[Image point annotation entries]
[Start]

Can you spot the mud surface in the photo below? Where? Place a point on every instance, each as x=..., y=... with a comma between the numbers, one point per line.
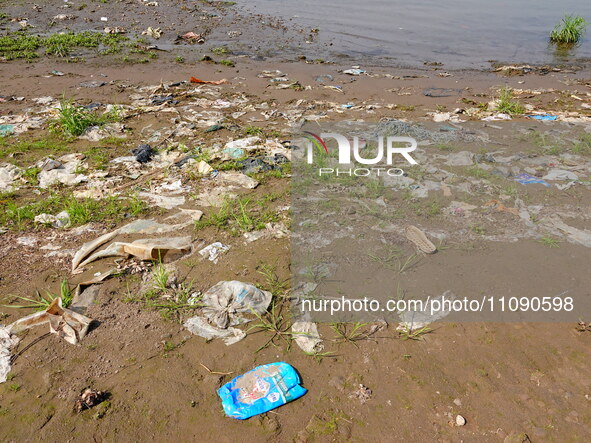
x=508, y=380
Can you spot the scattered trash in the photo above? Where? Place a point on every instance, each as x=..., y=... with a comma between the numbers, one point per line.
x=222, y=304
x=420, y=240
x=181, y=219
x=414, y=320
x=144, y=249
x=114, y=30
x=153, y=32
x=496, y=117
x=354, y=71
x=543, y=117
x=501, y=207
x=460, y=421
x=201, y=327
x=214, y=128
x=560, y=174
x=213, y=251
x=208, y=82
x=7, y=342
x=260, y=390
x=362, y=393
x=225, y=300
x=307, y=337
x=527, y=179
x=8, y=175
x=89, y=398
x=190, y=37
x=6, y=130
x=64, y=322
x=163, y=201
x=462, y=158
x=143, y=153
x=441, y=92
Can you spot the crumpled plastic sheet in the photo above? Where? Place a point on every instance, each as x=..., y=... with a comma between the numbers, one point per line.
x=306, y=336
x=213, y=251
x=67, y=324
x=412, y=320
x=223, y=302
x=180, y=220
x=144, y=249
x=64, y=322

[End]

## AIM OF THE EXERCISE
Substitute "Put a dot on" for every occurrence of "Place a point on" in the items and write them out again with nothing else altered. Leave out the pictures.

## PROBLEM SOLUTION
Can you spot the mud surface in the photo below? Where? Put a dot on every instance, each as x=..., y=... with a comma between the numbers, one point per line.
x=508, y=380
Can you spot the scattered trash in the photo above? Where? Put a dot on every instance, each as x=..., y=... with a comma between the numbers, one point per line.
x=222, y=304
x=420, y=240
x=181, y=219
x=414, y=320
x=144, y=249
x=114, y=30
x=153, y=32
x=496, y=117
x=354, y=71
x=543, y=117
x=501, y=207
x=460, y=421
x=201, y=327
x=214, y=128
x=560, y=174
x=213, y=251
x=208, y=82
x=7, y=342
x=260, y=390
x=362, y=393
x=225, y=300
x=307, y=337
x=527, y=179
x=8, y=175
x=89, y=398
x=190, y=37
x=6, y=130
x=64, y=322
x=163, y=201
x=462, y=158
x=143, y=153
x=441, y=92
Can you spot the crumpled plastic sheet in the photo above? Where? Put a dot on every instance, each as x=..., y=... with a comma between the numbers, one point per line.
x=306, y=336
x=213, y=251
x=67, y=324
x=412, y=320
x=223, y=302
x=180, y=220
x=144, y=249
x=64, y=322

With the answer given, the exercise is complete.